** Records from a collection **
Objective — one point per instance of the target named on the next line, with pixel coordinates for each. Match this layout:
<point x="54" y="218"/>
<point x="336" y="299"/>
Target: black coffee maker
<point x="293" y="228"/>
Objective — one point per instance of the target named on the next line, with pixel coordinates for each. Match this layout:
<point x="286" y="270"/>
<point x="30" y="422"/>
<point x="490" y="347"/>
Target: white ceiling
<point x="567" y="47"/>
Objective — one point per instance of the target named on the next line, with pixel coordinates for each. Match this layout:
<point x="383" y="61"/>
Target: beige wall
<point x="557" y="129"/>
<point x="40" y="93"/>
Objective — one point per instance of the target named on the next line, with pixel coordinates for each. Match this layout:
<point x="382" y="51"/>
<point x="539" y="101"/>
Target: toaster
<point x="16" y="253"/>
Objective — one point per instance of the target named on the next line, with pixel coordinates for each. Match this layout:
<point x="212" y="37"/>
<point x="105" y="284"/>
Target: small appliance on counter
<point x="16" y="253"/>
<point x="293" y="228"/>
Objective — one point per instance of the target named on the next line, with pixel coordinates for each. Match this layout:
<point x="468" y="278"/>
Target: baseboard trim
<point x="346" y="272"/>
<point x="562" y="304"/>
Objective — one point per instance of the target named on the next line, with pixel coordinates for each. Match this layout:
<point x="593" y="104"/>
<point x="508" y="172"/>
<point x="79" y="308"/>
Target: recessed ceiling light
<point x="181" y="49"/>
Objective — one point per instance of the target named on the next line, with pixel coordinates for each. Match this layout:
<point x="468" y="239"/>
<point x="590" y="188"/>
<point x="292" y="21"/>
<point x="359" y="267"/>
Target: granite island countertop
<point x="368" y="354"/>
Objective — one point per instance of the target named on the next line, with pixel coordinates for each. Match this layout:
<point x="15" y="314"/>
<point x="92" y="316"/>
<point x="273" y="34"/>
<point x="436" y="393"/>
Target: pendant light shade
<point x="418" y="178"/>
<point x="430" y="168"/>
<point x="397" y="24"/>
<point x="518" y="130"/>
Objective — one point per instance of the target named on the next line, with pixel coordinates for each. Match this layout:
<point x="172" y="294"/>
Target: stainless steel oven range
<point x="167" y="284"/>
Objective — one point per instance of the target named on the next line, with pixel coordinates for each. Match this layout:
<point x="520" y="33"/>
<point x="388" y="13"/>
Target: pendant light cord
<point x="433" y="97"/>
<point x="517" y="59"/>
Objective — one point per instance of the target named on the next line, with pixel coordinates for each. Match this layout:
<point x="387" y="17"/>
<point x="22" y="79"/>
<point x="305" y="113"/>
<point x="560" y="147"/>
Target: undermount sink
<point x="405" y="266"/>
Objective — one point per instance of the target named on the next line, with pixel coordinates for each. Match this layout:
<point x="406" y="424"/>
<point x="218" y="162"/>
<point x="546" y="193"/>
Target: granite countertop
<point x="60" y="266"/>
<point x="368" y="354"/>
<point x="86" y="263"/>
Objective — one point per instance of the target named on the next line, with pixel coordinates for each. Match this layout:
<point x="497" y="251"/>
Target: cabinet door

** What is being asked **
An exact copy of all the records above is the required answer.

** Completed exercise **
Objective — one point per instance of the target named on the next line, with pixel coordinates for each. Match this layout:
<point x="54" y="218"/>
<point x="336" y="299"/>
Target: black coffee maker
<point x="293" y="228"/>
Objective — one point per instance of the target named on the next line, with pixel coordinates for each. Match this layout:
<point x="286" y="270"/>
<point x="30" y="422"/>
<point x="490" y="347"/>
Target: white ceiling
<point x="567" y="47"/>
Objective — one point per instance of the target named on the next line, with pixel coordinates for each. Match this layout:
<point x="383" y="61"/>
Target: beige wall
<point x="557" y="129"/>
<point x="40" y="93"/>
Objective — one point per instance of the target named on the next line, with pixel coordinates for each. Match this layout:
<point x="382" y="51"/>
<point x="539" y="101"/>
Target: toaster
<point x="16" y="253"/>
Objective — one point per instance of the target named on the next line, with pixel coordinates for each. Match this layout:
<point x="212" y="37"/>
<point x="105" y="284"/>
Target: small appliance on counter
<point x="16" y="253"/>
<point x="293" y="228"/>
Objective — one point per instance of the target named on the next line, with pixel coordinates for each. Match this layout:
<point x="468" y="278"/>
Target: baseboard trim
<point x="346" y="272"/>
<point x="562" y="304"/>
Objective — one point per instance of the target named on the next line, with pixel coordinates for each. Match this layout:
<point x="593" y="104"/>
<point x="508" y="172"/>
<point x="79" y="308"/>
Target: recessed ceiling light
<point x="181" y="49"/>
Objective — one point per instance of the target named on the next line, with pixel coordinates for each. Match this layout:
<point x="468" y="239"/>
<point x="590" y="188"/>
<point x="292" y="21"/>
<point x="359" y="267"/>
Target: granite island countertop
<point x="368" y="354"/>
Objective — one point per instance of the target named on the next line, with pixel coordinates for each. Match this layout:
<point x="15" y="314"/>
<point x="92" y="316"/>
<point x="273" y="34"/>
<point x="436" y="393"/>
Target: pendant light shade
<point x="418" y="178"/>
<point x="430" y="168"/>
<point x="397" y="24"/>
<point x="518" y="130"/>
Objective — one point per instance of the target named on the next line, with pixel coordinates for each. Match this layout:
<point x="172" y="294"/>
Target: stainless steel oven range
<point x="167" y="284"/>
Objective — one point per instance of the target named on the next line, with pixel coordinates for each. Match this layout:
<point x="520" y="33"/>
<point x="388" y="13"/>
Target: pendant light cord
<point x="433" y="97"/>
<point x="517" y="59"/>
Objective — one point per instance of the target named on the next line, with pixel coordinates for each. Match this layout:
<point x="387" y="17"/>
<point x="22" y="79"/>
<point x="305" y="113"/>
<point x="560" y="147"/>
Target: undermount sink
<point x="405" y="266"/>
Objective — one point per instance of the target named on the next line, with pixel coordinates for each. Match this layout:
<point x="406" y="424"/>
<point x="218" y="162"/>
<point x="546" y="193"/>
Target: granite countertop
<point x="60" y="266"/>
<point x="368" y="354"/>
<point x="86" y="263"/>
Objective — one point per instance of the target named on the next line, with pixel coordinates for each. Match this layout:
<point x="497" y="251"/>
Target: cabinet door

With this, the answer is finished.